| DATA ENTRIES |
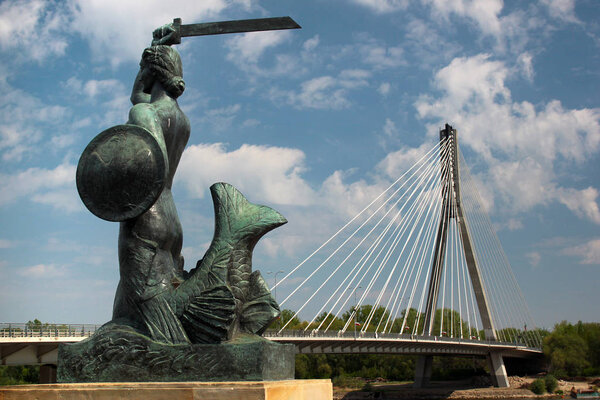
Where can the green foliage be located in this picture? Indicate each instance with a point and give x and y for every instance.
(363, 316)
(568, 349)
(551, 383)
(285, 316)
(19, 375)
(350, 382)
(538, 386)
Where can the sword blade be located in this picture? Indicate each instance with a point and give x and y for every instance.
(242, 25)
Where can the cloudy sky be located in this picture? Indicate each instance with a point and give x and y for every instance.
(313, 122)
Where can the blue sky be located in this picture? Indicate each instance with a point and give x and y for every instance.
(313, 122)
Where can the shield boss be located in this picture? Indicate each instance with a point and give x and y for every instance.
(121, 173)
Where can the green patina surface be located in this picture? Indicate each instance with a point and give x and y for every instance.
(170, 324)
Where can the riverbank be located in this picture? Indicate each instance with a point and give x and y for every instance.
(458, 390)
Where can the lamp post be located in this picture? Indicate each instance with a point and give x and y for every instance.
(355, 309)
(275, 287)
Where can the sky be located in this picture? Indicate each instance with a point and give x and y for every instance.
(314, 123)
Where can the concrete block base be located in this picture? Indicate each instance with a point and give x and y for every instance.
(313, 389)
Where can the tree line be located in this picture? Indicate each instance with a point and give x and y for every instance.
(570, 350)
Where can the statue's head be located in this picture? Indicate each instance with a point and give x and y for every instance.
(164, 64)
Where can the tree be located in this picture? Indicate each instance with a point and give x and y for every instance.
(566, 350)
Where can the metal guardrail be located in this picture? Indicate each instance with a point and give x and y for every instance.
(374, 335)
(17, 330)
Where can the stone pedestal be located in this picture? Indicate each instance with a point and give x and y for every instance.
(268, 390)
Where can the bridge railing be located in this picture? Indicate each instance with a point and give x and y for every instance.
(17, 330)
(21, 330)
(374, 335)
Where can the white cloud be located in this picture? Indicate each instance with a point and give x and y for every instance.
(126, 38)
(249, 47)
(221, 118)
(23, 120)
(584, 203)
(311, 43)
(55, 187)
(268, 174)
(588, 252)
(94, 88)
(41, 271)
(7, 244)
(325, 92)
(383, 6)
(34, 27)
(398, 162)
(534, 258)
(246, 51)
(384, 88)
(390, 128)
(561, 9)
(525, 64)
(519, 142)
(485, 13)
(348, 199)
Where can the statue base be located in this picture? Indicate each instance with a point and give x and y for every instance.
(320, 389)
(119, 354)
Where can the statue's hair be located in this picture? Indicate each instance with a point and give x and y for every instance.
(165, 64)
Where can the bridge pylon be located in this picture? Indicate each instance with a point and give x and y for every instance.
(452, 209)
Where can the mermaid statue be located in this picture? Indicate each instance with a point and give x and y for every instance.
(163, 313)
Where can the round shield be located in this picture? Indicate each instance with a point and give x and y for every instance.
(121, 173)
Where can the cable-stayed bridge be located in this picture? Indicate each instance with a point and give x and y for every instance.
(420, 270)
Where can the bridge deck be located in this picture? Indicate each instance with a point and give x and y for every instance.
(23, 347)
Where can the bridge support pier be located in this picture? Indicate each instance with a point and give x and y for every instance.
(423, 371)
(498, 370)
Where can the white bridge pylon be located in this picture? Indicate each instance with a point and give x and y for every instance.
(422, 258)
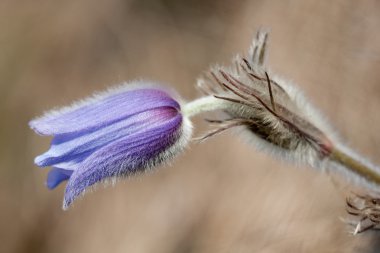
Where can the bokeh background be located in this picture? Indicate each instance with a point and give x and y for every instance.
(221, 195)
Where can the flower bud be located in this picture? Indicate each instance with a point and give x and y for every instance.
(117, 133)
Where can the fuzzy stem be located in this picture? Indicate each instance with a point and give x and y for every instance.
(204, 104)
(355, 166)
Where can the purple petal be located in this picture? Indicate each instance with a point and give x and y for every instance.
(97, 113)
(78, 147)
(126, 155)
(56, 176)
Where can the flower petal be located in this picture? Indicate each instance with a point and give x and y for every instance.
(126, 156)
(101, 111)
(78, 148)
(56, 176)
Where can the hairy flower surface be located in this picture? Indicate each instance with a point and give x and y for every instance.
(114, 134)
(276, 117)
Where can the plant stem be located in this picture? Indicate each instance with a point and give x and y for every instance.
(204, 104)
(355, 166)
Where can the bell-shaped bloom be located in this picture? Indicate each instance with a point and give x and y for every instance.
(114, 134)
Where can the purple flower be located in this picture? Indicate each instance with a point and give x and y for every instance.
(114, 134)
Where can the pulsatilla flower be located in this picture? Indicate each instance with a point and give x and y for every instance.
(114, 134)
(276, 117)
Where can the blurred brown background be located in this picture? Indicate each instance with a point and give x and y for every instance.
(220, 196)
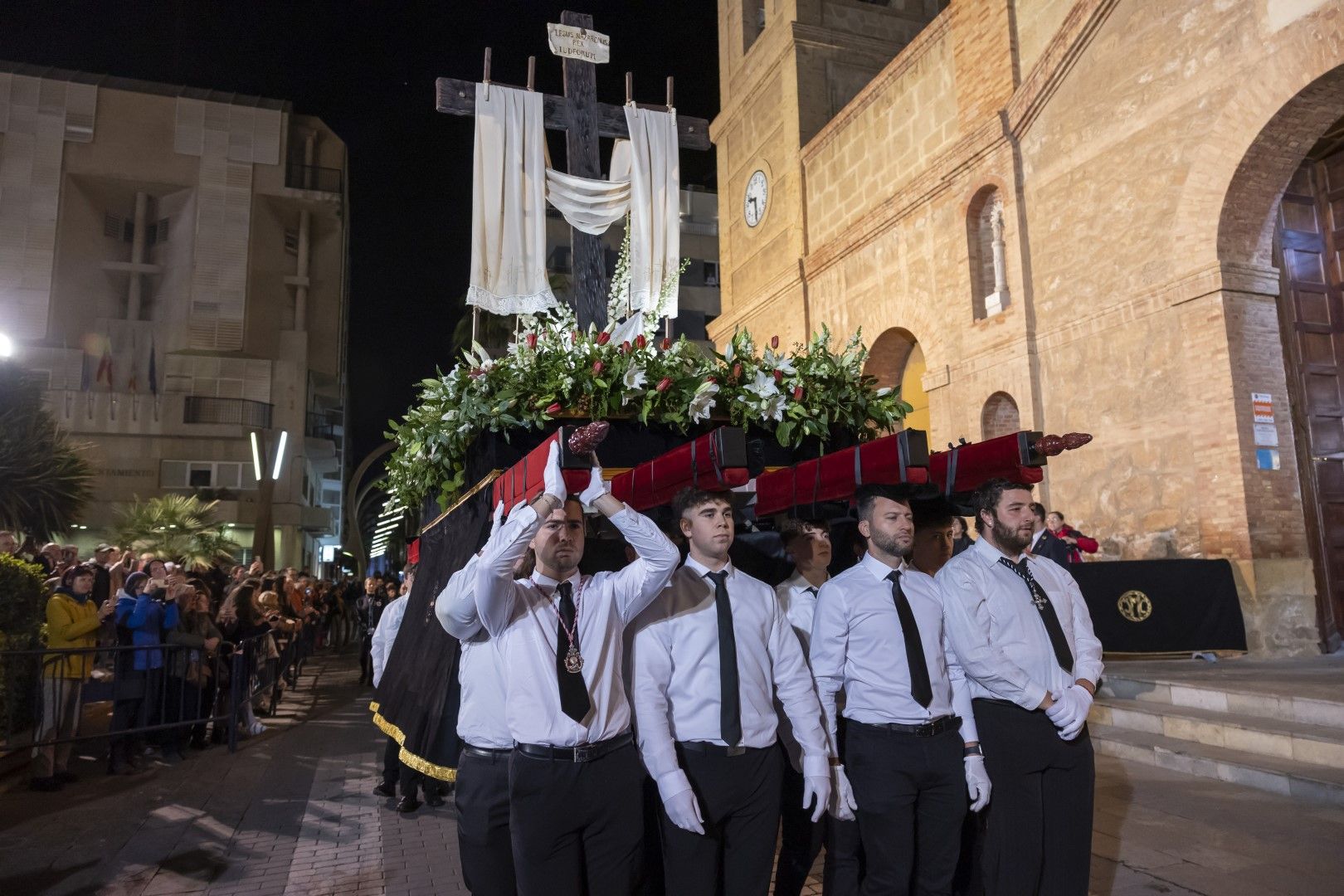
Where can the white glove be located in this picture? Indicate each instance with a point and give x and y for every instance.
(817, 789)
(841, 796)
(977, 782)
(1069, 712)
(596, 489)
(554, 477)
(684, 811)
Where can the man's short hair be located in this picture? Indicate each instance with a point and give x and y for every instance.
(691, 497)
(988, 494)
(867, 494)
(793, 528)
(933, 514)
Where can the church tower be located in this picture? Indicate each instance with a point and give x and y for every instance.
(785, 69)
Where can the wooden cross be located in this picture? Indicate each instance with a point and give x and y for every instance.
(583, 119)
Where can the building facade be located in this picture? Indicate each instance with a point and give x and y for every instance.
(173, 265)
(1116, 217)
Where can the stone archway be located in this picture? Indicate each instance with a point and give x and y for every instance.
(897, 360)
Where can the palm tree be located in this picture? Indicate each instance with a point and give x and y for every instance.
(45, 473)
(179, 528)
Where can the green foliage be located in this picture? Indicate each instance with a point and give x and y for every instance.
(23, 613)
(45, 475)
(179, 528)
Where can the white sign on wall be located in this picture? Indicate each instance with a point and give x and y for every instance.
(578, 43)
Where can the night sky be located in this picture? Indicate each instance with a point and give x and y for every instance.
(368, 69)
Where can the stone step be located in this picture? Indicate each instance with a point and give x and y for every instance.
(1224, 698)
(1287, 777)
(1312, 744)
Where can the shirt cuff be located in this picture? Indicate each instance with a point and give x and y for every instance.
(816, 766)
(672, 783)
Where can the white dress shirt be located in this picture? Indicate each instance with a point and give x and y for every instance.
(480, 674)
(999, 633)
(676, 674)
(858, 645)
(385, 635)
(524, 617)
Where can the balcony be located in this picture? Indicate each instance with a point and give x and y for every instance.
(325, 180)
(203, 409)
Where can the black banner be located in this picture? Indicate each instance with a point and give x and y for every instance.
(1163, 606)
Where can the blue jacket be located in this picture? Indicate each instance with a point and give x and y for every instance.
(145, 621)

| TASK OBJECTIVE |
The records above must be echoed exactly, minus their pictures.

| SOLUTION TO THIS PROBLEM |
Where can the green foliage be located in this picture? Indicate each instance with a point and give x and y for every instance.
(363, 316)
(568, 349)
(551, 383)
(285, 316)
(19, 375)
(350, 382)
(538, 386)
Where can the sword blade be located in this picture? Indicate each instance with a point and give x and y for every instance.
(242, 25)
Where can the cloudy sky be located in this picture? Indicate each instance with a point and give x and y for every instance.
(313, 122)
Where can the blue sky be located in this picture? Indicate each instance with a point and give x and y for every instance.
(313, 122)
Where can the shield boss be located in this picture? Indicate each instance with a point and give x and y for every instance.
(121, 173)
Where can the green patina surface be located in this picture? Indicate each instance with a point and give x and y for every instance.
(170, 324)
Where can the riverbank be located in this picture? Indicate each instance with a point and give x and y for every instance.
(458, 390)
Where can the lamp post be located in this picture? Indicate each instance with a point and give x and y for every instance.
(355, 309)
(275, 287)
Where can the sky be located in this picture? Indicate each instance with a point and give x and y for every instance.
(314, 123)
Where can the concrete block base be located in this picture? Indicate each instance with a point and give x and y for every instance.
(313, 389)
Where can the tree line be located in this picture? Indicate each instance with a point and give x and y for every instance.
(570, 350)
Where can the statue's head be located in this picture? Indicate each instance with a point and give x and y for every instance.
(164, 64)
Where can the tree be located in this picture? Indicate each instance with a point and give x and y for every instance.
(566, 350)
Where can the metal guardrail be located in this picture? Indicate each instance with a point and give x and y for every instance.
(374, 335)
(17, 330)
Where can the stone pedestal be located in this picture? Indicate each instance with a point and give x and y for every instance.
(268, 390)
Where can the bridge railing be located in this picture? Indicate each instance with a point and give x and y for every instance.
(17, 330)
(21, 330)
(374, 335)
Where can the white cloud be located in this picture? Indicate each instance with a point and give x and y for every instance.
(126, 38)
(249, 47)
(221, 118)
(23, 120)
(584, 203)
(311, 43)
(55, 187)
(268, 174)
(588, 252)
(94, 88)
(41, 271)
(7, 244)
(325, 92)
(383, 6)
(34, 27)
(398, 162)
(534, 258)
(246, 51)
(384, 88)
(390, 128)
(561, 9)
(525, 64)
(519, 142)
(485, 13)
(348, 199)
Where can the statue base be located in this picture? Indicate each instance with a point and give x and y for every instance.
(320, 389)
(119, 354)
Where can the statue's hair be located in this picture? Indicate each instance with a point and give x and y for every instance.
(165, 64)
Where can the bridge pylon be located in this picture? Indicate each instance with a point and give x and y for every instance.
(452, 209)
Where can the mermaid statue be located in this picture? Indicate each instance with a point and give x and y for every instance.
(163, 313)
Where can the round shield be located in this picture? Indicate each instance with a point and give x and y for every instance.
(121, 173)
Where can the cable-stayed bridge be located in this picture? Indicate each instance with a point and give x and y for every instance.
(420, 270)
Where can the bridge deck be located in this picture? Indicate each instance with a point and give x and y for every instance.
(23, 347)
Where can the bridge support pier be located in this picture? Indicate each instance with a point and give x and y for every instance.
(423, 371)
(498, 370)
Where can the white bridge pylon be located in this picture? Indicate each instance with a point and give x and y for every instance.
(422, 258)
Where can the bokeh background be located in this picture? Indicate each instance with a point and give x and y for every instance.
(221, 195)
Where can the flower bud be located in this picture? Indicate each instance with a point and give x and y for every instance.
(117, 133)
Where can the fuzzy stem be located in this picture? Indicate each instance with a point and give x and y for every instance.
(204, 104)
(355, 166)
Where can the purple petal be located in this picture? Indicate each instance with a point and give x and y for every instance.
(97, 113)
(78, 147)
(126, 155)
(56, 176)
Where can the flower petal be located in this picture? Indicate each instance with a point and give x and y for every instance.
(126, 156)
(101, 111)
(78, 148)
(56, 176)
Where can the hairy flower surface be located in this picture? Indicate each instance with a point and give x and y for every instance.
(114, 134)
(276, 117)
Where can the plant stem be located in this picture? Indicate each instance with a point and give x and y for every instance.
(204, 104)
(355, 166)
Where can the bell-shaped bloom be located in this picture? Indicate each instance with a point and give x and y for every instance.
(114, 134)
Where can the purple flower be located in this picture? Indicate each instance with a point and give x and y for every instance.
(114, 134)
Where can the pulsatilla flower be located in this picture? Indicate each instance with a point and give x and y for every instance.
(114, 134)
(276, 117)
Where can the blurred brown background be located in this picture? Indicate each instance with a point and give x and y for every instance.
(220, 196)
Where can the white glove be located in this picture? Indicate each instance with a point and give x and y for every instance.
(817, 789)
(841, 796)
(977, 782)
(1069, 712)
(596, 489)
(554, 477)
(684, 811)
Where can the man's short hair be located in this picture? Indicate each instance with a point and give x and y for every instance.
(691, 497)
(988, 494)
(867, 494)
(793, 528)
(933, 514)
Where can the church tower be located in this picture? Indicate each instance with a point and give x and y for every instance.
(785, 69)
Where can the wooden cross be located in this picture? Indicate each instance with a point and give x and y for every instance.
(583, 119)
Where can the building facade be located in this picture? Indicate each instance with a point and give x and y for every instance.
(173, 265)
(1116, 217)
Where can the stone archway be located in this picture? Indicate each instance with a point and give x and y for every instance.
(897, 360)
Where can the palm tree be located in this picture? Indicate each instance with a point and give x and y for every instance.
(45, 473)
(179, 528)
Where can the green foliage be located in this picture? Indicate each instance with a point and give x and y for every instance.
(23, 613)
(45, 475)
(179, 528)
Where can the white sign on wall be located in this picture? Indicate each instance with a point and give x and y for every instance.
(578, 43)
Where can the night sky be located in this picture? Indicate each instance with a point and give x and y for every instance.
(368, 69)
Where can the stone step be located in this picture? Indicate each instance with a point and give x and y for every instance.
(1224, 698)
(1287, 777)
(1312, 744)
Where can the shirt cuff be located in this picture? Indicate each instance with a point and give x and y for every instance.
(816, 766)
(672, 783)
Where can the white dress shirt be located in this picture? Indicate each instance with a point and give x and y for every instance.
(480, 674)
(999, 633)
(676, 674)
(858, 645)
(385, 635)
(524, 617)
Where can the balcony be located in this picture? Indicate each instance with a point and give x and y for every instance.
(325, 180)
(203, 409)
Where can the black banner be located in this picture? Indicate each instance with a point and give x and y for every instance.
(1163, 606)
Where can the blue jacket be located in this picture? Indicate each instance with a point and give x and y for every instance.
(145, 621)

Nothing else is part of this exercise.